Copy every line of the listing below word for word, leaving out the pictures.

Items stored from a collection:

## BEGIN

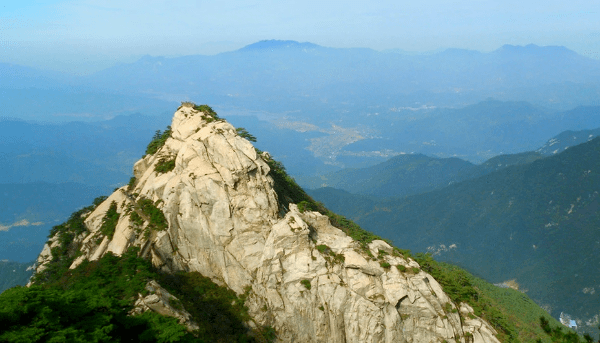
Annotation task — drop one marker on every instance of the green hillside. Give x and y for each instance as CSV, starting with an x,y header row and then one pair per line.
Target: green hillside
x,y
536,223
405,175
91,302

## END

Result for this task →
Annotation task — drop one marker on every instance of the green hillside. Give x and y for each instance as CSV, starting with an x,y header row and then one pair per line.
Target: green hillside
x,y
536,223
405,175
91,302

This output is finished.